## TEXTAUSZUG

────────

Nanu, fragt sich manch einer womöglich. Da schreibt der Roger in letzter Zeit soviel über sein (ehemaliges) Leben als Lokführer. Versucht, ein wenig hinter die Kulissen des Eisenbahngeschäfts blicken zu lassen und wirbt für mehr Verständnis. Und nun, da die Lokführer in aller Munde und nicht mehr aus den Medien wegzudenken sind, kommt nichts mehr? Hat er denn keine Meinung zu dem ganzen Streik-Hickhack?
Doch, hat er. Eine eindeutige sogar. Völliger Blödsinn, was gerade in deutschen Landen so abgeht. Zugegeben, vieles über diesen versuchten Streik weiß auch ich nur aus den Nachrichten. Wirklich betroffen bin ich ja derzeit nicht mehr, da ich nicht bei der Deutschen Bahn angestellt bin. Aber tief in meinem Herzen bin und bleibe ich Lokführer und stehe daher auch hinter den Kollegen und unterstütze ihre Bemühungen. Dennoch kann ich leider nicht mit Insiderwissen dienen. Auch habe ich bis jetzt noch mit keinem meiner ehemaligen Kollegen gesprochen. Und selbst wenn, bekäme ich von jedem ohnehin nur seine persönliche Meinung.
Was also sind die Fakten? Ganz einfach. Die Lokführer wollen mehr Geld. 31% mehr. Das ist verdammt viel, so meint man. Vergleicht man allerdings die heutige Bezahlung deutscher Lokführer mit den ausländischen Kollegen, sind 31% schon gar nicht mehr so wild. Außerdem kam die Zahl 31 ja nur zustande, weil hier eine Lohnerhöhung auch dadurch errechnet wurde, indem man die immer häufiger wegfallenden Zulagen einbezog (die Lokführer-Bezahlung ohne Zulagen ist äußerst mager).
Der eigene Tarifvertrag? Nun, wäre praktisch, soll aber wohl nur eine kleine Zugabe sein, die die Gewerkschaft GDL gerne hätte. Fraglich, ob wirklich alle Lokführer auch Wert auf diesen legen.
Die Situation? Verfahren und mittlerweile lächerlich. Das vom Gesetz erlaubte Streikrecht wird hier mit Füßen getreten. Im Ernst, ich unterstütze jeden Streik, da ein Streik wohl in den wenigsten Fällen aus einem Affekt begonnen wird. Da brodelt etwas und dem Ärger wird früher oder später Luft gemacht. Natürlich ist ein Streik immer ärgerlich. Das soll er ja auch sein. Natürlich war es schlimm, als die Ärzte streikten. Oder die Telekom Mitarbeiter. Aber sie streikten aus gutem Grund. Nur den Lokführern kann man es offenbar verbieten.

────────

## ZU LÖSENDE AUFGABEN
**A.** Stimmen diese Aussagen mit dem Textauszug zum Lokführerstreik überein? Antworte jeweils mit Ja oder Nein und belege das mit den entscheidenden Worten des Textes als wörtlichem Zitat.
(i) Der Verfasser ist derzeit bei der Deutschen Bahn angestellt.
(ii) Die Lokführer fordern 31 % mehr Geld.
(iii) Der Verfasser hat schon mit ehemaligen Kollegen über den Streik gesprochen.
**B.** Wie ginge der Textauszug zum Lokführerstreik nach seinem letzten Satz weiter? Führe ihn fort.
Für die Arbeit mit dem Textauszug sind die Zeilen ohne Bedeutung.

## DIE DATEN
────────

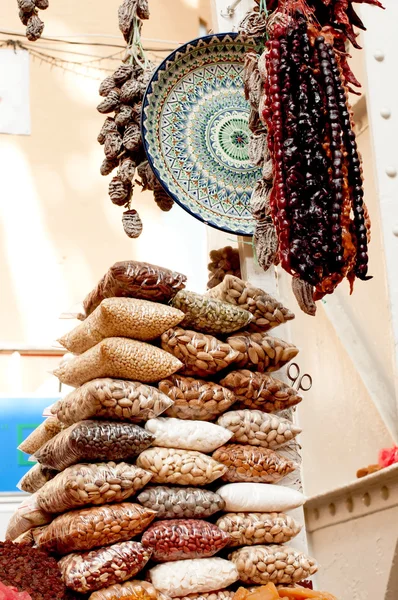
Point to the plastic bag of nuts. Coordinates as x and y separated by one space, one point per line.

────────

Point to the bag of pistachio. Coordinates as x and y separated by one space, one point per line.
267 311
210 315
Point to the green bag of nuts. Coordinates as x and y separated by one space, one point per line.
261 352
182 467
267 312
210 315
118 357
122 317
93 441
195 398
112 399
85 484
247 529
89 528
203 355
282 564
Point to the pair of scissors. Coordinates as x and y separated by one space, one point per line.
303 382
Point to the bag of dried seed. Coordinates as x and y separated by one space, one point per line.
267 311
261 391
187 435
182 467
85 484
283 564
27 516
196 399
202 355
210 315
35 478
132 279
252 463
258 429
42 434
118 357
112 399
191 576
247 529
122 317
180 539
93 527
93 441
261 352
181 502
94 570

────────

## DIE LÖSUNGEN
**A.**
(i) Nein: „da ich nicht bei der Deutschen Bahn angestellt bin“
(ii) Ja: „Die Lokführer wollen mehr Geld. 31% mehr.“
(iii) Nein: „Auch habe ich bis jetzt noch mit keinem meiner ehemaligen Kollegen gesprochen.“

**B.**
Schlimm ist einfach, dass ab jetzt irgendjemand sein Gesicht verlieren wird, egal wie die Geschichte endet. Entweder macht sich die Bahn lächerlich, oder die Gewerkschaften mit den Lokführern oder gleich der ganze Staat.
Nachbarn wie Franzosen oder Italiener schmunzeln vermutlich oder schütteln den Kopf über die Geschehnisse dieser Tage. Denn in Frankreich und Italien gehört ein Streik einfach dazu. Dort streikt man, überspitzt gesagt, auch gerne mal nur um auf sich aufmerksam zu machen. Und mit Erfolg. Die beiden Länder wissen, was sie an ihrer Eisenbahn haben und behandeln die wichtigsten Mitglieder so gut wie möglich (oder werden dazu gezwungen).
Um es auf den Punkt zu bringen: im Vergleich zum Ausland und im Vergleich zu privaten Bahnen im Inland, in Anbetracht der Verantwortung und des Arbeitspensums, in Anbetracht der häufiger werdenden Streichungen von Zulagen und Beschneidungen ist es in meinen Augen mehr als gerechtfertigt, dass die Lokführer hier für mehr Gerechtigkeit und Geld plädieren. Da mag Deutschland nun so lange anderer Meinung sein wie es will, da mag die deutsche Wirtschaft noch so lange lamentieren, dass ein Streik Millionen kosten würde, da mögen Gerichte noch so lange versuchen wollen, die Streiks zu verbieten. Es ändert nichts an der Tatsache, dass der Streik gerechtfertigt ist.
Wie auch immer hoffe ich sehr, dass diese Geschichte in irgendeiner Form gut für die Lokführer ausgehen wird. Sehen wir es mal so: Die Aufregung und die Verbote sind doch immerhin ein Beweis dafür, dass sich Deutschland trotz ständigem Nörgelns wohl bewusst ist, was sie an ihrer Eisenbahn hat. So wie die Franzosen und die Italiener auch.